DIRECTIONS
• a. Answer these questions from the passage on Veterans Day and Italy's World War I memorials, one answer a line, marked the same way:
(i) On what date did the ceasefire between Italy and Austria-Hungary take effect?
(ii) In what year did Italy consecrate its national Tomb of the Unknown Soldier?
(iii) What distance separates Monte Grappa from the lagoon?
• b. From the passage on Veterans Day and Italy's World War I memorials, copy the part that opens with the words containing "It’s bad enough" and closes with "was finally stopped.", swapping in "shocking" for "appalling".
• c. Resume the passage on Veterans Day and Italy's World War I memorials from where it stops.

QUOTED PASSAGE
►

In the United States we observe Veterans Day on November 11, the date of Germany’s formal surrender at the end of World War 1. To be precise, the ceasefire took effect at 11:11 on November 11.  We called it Armistice Day when I was a sprout, but now the date recognizes veterans of all wars.

The war between Italy and Austria-Hungary, however, came to an end on November 3, when the ceasefire was signed at the Villa Giusti outside Padova, to take effect on November 4.  That date has long been observed here as a national day of remembrance, though by the end of it all, the warring parties had signed no fewer than 16 peace treaties.

It’s bad enough to know who were the casualties, but the nameless ones are what haunt me.  In 1921, Italy consecrated its national Tomb of the Unknown Soldier, in Rome, and this year marked its hundredth-year anniversary.  There are military shrines (sacrario) all over Italy and it is appalling how many of their soldiers are unknown.  The monument in Gorizia  notes 57,741 Italian casualties, of which 36,000 are unknown.  At the shrine at Redipuglia are 100,000 fallen, and 60,000 unknown.  At Asiago are 54,286 dead of which 33,000 are unknown.  Obliterated.

Which brings me to the sacrario crowning Monte Grappa.  The Grappa massif was the site of some of the war’s most violent battles, and where the Austrian advance into Italy was finally stopped.

On even moderately clear days, the low outline of Grappa, here just behind the Murano lighthouse, is visible from Venice.  A mere 52 miles/84 km separate mountain from lagoon.
The cemetery on Monte Grappa contains not only the remains of thousands of Italian soldiers (foreground), but also many unknown Austrian soldiers in the circular area further back.

◄

RECORD EXTRACTS
►

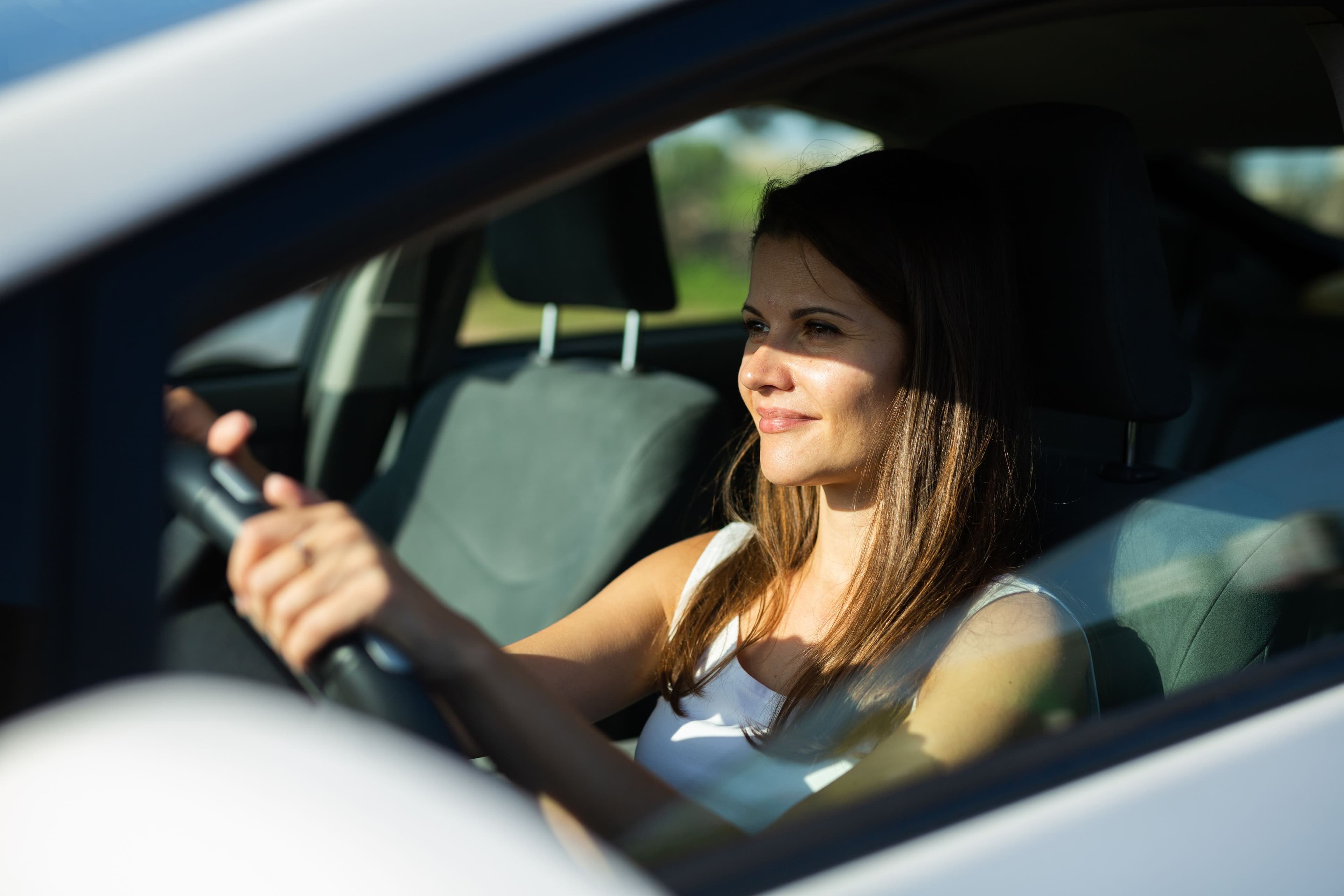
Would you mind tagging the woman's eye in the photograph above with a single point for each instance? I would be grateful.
(819, 328)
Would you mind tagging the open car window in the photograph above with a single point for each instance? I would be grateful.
(709, 179)
(1184, 592)
(269, 338)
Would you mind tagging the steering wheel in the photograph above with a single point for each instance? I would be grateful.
(362, 671)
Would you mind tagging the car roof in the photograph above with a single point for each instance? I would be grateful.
(121, 138)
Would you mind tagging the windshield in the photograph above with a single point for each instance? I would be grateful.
(37, 35)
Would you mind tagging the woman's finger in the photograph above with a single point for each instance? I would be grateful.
(230, 433)
(267, 532)
(187, 414)
(318, 562)
(269, 575)
(314, 583)
(286, 492)
(346, 609)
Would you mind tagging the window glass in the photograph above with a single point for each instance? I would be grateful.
(269, 338)
(710, 178)
(1306, 184)
(1221, 573)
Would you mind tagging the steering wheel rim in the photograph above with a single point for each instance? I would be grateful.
(361, 671)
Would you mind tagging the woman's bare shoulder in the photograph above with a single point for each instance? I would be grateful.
(667, 570)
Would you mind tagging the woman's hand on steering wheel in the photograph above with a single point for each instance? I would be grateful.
(308, 573)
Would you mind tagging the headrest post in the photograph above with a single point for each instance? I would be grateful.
(1131, 471)
(550, 324)
(631, 342)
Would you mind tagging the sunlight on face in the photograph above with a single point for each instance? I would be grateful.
(820, 369)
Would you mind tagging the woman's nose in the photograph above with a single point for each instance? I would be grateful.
(765, 367)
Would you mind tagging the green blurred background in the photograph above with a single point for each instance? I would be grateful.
(710, 178)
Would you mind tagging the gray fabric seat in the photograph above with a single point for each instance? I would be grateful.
(519, 488)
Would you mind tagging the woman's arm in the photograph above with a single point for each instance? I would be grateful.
(603, 657)
(1014, 670)
(306, 574)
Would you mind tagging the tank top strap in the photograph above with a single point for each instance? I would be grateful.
(721, 547)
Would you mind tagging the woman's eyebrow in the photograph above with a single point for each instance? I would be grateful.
(818, 309)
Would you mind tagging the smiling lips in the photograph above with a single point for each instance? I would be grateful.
(780, 420)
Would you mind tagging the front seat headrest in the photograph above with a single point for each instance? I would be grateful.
(1097, 316)
(598, 242)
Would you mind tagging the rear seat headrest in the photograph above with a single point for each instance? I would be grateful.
(1097, 316)
(598, 242)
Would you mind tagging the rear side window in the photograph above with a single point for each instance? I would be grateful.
(709, 178)
(1306, 184)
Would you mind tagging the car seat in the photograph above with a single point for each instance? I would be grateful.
(1184, 586)
(1099, 328)
(521, 487)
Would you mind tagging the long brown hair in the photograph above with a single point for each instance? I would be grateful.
(924, 240)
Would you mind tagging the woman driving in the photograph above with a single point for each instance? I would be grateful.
(857, 625)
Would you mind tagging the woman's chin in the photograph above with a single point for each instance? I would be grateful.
(787, 475)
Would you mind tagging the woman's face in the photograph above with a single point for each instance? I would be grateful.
(820, 369)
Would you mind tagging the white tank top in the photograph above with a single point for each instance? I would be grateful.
(705, 754)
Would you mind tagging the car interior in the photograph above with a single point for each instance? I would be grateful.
(1167, 317)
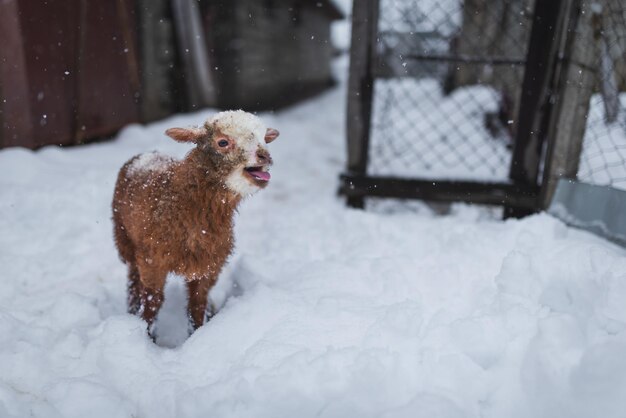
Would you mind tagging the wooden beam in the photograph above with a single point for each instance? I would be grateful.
(441, 191)
(548, 21)
(360, 86)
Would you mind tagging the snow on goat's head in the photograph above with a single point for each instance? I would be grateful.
(233, 143)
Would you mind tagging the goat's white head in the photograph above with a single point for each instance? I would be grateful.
(233, 144)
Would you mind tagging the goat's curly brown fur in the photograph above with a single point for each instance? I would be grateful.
(178, 217)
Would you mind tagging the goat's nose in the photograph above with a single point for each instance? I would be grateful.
(263, 156)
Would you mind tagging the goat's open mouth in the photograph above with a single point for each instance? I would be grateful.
(258, 173)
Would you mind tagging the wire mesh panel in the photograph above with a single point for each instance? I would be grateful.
(450, 81)
(446, 99)
(603, 156)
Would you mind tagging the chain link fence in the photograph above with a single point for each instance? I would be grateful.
(450, 76)
(603, 156)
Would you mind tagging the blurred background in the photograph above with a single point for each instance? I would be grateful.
(72, 71)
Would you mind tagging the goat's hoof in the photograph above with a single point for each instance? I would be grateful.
(152, 332)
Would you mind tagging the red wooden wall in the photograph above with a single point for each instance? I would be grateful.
(68, 70)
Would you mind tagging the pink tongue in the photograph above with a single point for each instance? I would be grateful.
(261, 175)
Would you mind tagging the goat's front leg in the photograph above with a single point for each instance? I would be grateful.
(152, 291)
(134, 290)
(199, 310)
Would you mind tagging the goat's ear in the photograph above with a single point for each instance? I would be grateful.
(270, 135)
(184, 134)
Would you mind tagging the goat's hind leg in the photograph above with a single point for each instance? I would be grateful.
(199, 308)
(152, 294)
(134, 290)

◄

EXERCISE RESPONSES
• a.
(i) November 4
(ii) 1921
(iii) 52 miles/84 km

• b.
It’s bad enough to know who were the casualties, but the nameless ones are what haunt me.  In 1921, Italy consecrated its national Tomb of the Unknown Soldier, in Rome, and this year marked its hundredth-year anniversary.  There are military shrines (sacrario) all over Italy and it is shocking how many of their soldiers are unknown.  The monument in Gorizia  notes 57,741 Italian casualties, of which 36,000 are unknown.  At the shrine at Redipuglia are 100,000 fallen, and 60,000 unknown.  At Asiago are 54,286 dead of which 33,000 are unknown.  Obliterated.

Which brings me to the sacrario crowning Monte Grappa.  The Grappa massif was the site of some of the war’s most violent battles, and where the Austrian advance into Italy was finally stopped.

• c.
Monument to the Fallen of Monte Grappa Reigning His Majesty Vittorio Emanuele III Leader Benito Mussolini May 24 1934 September 22 1935 XIII year of E.F. (Epoca Fascista).  The plaque on the lower right says: “In this shrine rest the remains of 12,615 fallen Italians of which 10,332 are unknown and 10,295 fallen Austro-Hungarians of which 10,000 are unknown.”
Austrians to the right, Italians to the left.
Meaning no disrespect to the Italian casualties, but I was surprised to find so many of the enemy interred here.
Atop the summit, walking toward the Italian tombs.
Looking toward Venice. Lino says that on a clear day you can see the sea.  Of course the Austrian army wanted to see it too, even closer than this.
Looking northward.
The smaller loculi contain identified soldiers, the larger ones contain some of the unknown.  In this case, it says “Cento Militi Ignoti”” One hundred unknown soldiers.  There are many of these.

The full inscription above reads: Gloria a Voi Soldati del Grappa. “Glory to you soldiers of Grappa.”
Most of the streets and campos in the area of Sant’ Elena bear names recalling the First World War.

Two weeks ago — the evening of October 29 — a remarkable event passed through Venice in the form of the “Train of Memory,” a steam train that retraced the route of the train that traveled from Aquileia to Rome bearing the coffin of the nameless soldier chosen to represent all of them to his final resting place at the Altar of the Fatherland.  As before, the train left Cervignano Aquileia on October 29, stopped at Udine and Treviso, and arrived at Santa Lucia station in Venice at 9:30 PM.  A few hours later it departed for Bologna, Florence, Arezzo, and finally Rome.

We waited at the station, determined to see it despite a delay of 90 minutes.  A ceremony had been organized, though it was less majestic than those I discovered had been held in other stations.  Music, speeches, uniforms.  More music.  It was moving in spite of all that; for me, the emotion was compounded by the fact that Lino’s father had been a train driver in the steam era, and that Santa Lucia station was once full of puffing, gasping trains just like this one.

A platoon of cadets from the Morosini naval school were arrayed, along with detachments of veterans of various branches and the band of the Alpini Julia Brigade.  The train is coming in on Track 1, as it did in October of 1921.

The original train carried the coffin on an open carriage like this one.
It was said that this locomotive was the same that had pulled the original train.  I can’t confirm that, but I can certainly confirm real steam.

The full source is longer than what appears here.